#### PAGE
Regardless of which savings method or methods you choose, start by discussing your savings needs with your banker. Your total dollar investment in the bank can open doors to a package of services that is right for you.

The table below breaks down the variety of savings vehicles you might want to consider.

Comparing savings vehicles
Type of account
(features)
Advantages
Disadvantages
Passbook account -- Small ledger book is fed into a printer, recording each transaction.
  • Bookkeeping is automatic. No need to remember or justify transactions
  • No or low minimum balance required.
  • Money is readily available.
  • Banking may be limited to branch transactions during banking hours.
  • Passbooks can be lost or stolen.
  • Interest rates are low compared to other programs.
Statement account -- Customers receive by mail monthly or quarterly statements detailing deposits, withdrawals and other account information.

 

  • No passbook needed; withdrawals normally only require driver's license or other ID.

#### PROVIDED MATERIAL
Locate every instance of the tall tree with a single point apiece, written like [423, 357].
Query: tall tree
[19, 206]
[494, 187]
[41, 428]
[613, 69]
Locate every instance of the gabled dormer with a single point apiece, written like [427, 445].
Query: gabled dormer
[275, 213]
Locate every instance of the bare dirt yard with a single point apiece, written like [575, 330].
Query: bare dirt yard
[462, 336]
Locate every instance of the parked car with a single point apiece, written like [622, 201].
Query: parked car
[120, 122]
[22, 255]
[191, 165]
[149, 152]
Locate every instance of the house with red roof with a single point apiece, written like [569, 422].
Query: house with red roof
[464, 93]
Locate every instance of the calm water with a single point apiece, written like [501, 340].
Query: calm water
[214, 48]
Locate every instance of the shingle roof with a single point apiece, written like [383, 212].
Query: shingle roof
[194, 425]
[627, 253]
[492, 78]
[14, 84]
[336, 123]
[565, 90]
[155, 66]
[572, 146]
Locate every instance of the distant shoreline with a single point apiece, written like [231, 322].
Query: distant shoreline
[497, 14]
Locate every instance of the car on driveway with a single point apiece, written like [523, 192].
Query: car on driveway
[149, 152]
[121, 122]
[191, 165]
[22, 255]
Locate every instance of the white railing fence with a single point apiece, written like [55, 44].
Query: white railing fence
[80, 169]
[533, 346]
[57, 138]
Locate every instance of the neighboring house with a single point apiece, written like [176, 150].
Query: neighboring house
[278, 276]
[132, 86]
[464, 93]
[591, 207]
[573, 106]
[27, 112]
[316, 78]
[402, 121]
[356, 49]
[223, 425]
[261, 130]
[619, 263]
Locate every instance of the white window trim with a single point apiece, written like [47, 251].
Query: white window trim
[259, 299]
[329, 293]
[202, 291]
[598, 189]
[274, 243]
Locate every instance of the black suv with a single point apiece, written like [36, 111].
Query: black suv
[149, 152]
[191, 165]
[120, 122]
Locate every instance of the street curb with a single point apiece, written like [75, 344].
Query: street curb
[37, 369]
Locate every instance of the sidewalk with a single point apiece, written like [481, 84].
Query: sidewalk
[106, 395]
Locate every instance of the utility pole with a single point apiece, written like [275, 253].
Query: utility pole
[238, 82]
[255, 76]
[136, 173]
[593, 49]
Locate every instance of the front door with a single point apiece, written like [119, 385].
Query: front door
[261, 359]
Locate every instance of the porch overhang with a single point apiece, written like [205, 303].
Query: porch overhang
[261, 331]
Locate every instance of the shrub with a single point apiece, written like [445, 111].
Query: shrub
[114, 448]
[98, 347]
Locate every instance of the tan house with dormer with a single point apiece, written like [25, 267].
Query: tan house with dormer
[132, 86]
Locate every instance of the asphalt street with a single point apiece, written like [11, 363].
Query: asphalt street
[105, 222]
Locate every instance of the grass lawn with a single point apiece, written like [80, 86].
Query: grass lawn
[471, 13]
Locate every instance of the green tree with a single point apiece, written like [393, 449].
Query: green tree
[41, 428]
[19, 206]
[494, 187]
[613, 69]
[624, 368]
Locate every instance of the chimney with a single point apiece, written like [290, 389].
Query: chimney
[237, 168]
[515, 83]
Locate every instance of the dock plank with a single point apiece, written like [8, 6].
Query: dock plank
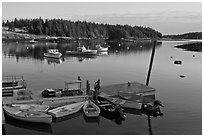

#### WORK TO DO
1 – Answer from the savings page:
(a) With whom does it say to discuss your savings needs first?
(b) In a passbook account, what is fed into a printer?
(c) How often do statement account customers get their statements?
2 – Say yes or no to whether each statement agrees with the savings page, and quote the words that settle it:
(a) A passbook account calls for a high minimum balance.
(b) A statement account withdrawal normally needs only a driver's license or other ID.
(c) Passbook interest rates are high compared to other programs.
3 – Carry the savings page forward from its last line.
The records have no role in any of this.

#### REPLIES
1 –
(a) Your banker.
(b) A small ledger book.
(c) Monthly or quarterly.

2 –
(a) No: "No or low minimum balance required."
(b) Yes: "withdrawals normally only require driver's license or other ID."
(c) No: "Interest rates are low compared to other programs."

3 –
  • Low or no minimum balance required.
  • Accounts often offer ATM cards, making after-hours banking possible.

 

  • Customer must do some record keeping to know current balance.
  • Interest rates are only slightly better than passbook accounts.
Money market account, including high-yield MMAs -- A liquid, FDIC-insured account that offers higher interest than traditional savings accounts but limits account activity
  • Best of both worlds: higher interest with continued liquidity.
  • Flexibility: banks often package MMAs with checking accounts and CDs, resulting in lower initial deposits and/or additional features such as free checking.
  • Tiered MMAs provide higher interest earnings at higher levels of deposit.
  • Requires higher initial deposits and minimum balances to avoid fees.
  • Restricts withdrawals/transfers to six monthly, three of which may be checks.
Money Market Mutual Fund -- Rates higher than traditional savings and even higher than high-yield MMAs.
  • Fully liquid.
  • Competitive rates
  • Check writing and other privileges that come with a traditional MMA.
  • Not FDIC-insured.
  • Rate is not fixed (but is traditionally consistent).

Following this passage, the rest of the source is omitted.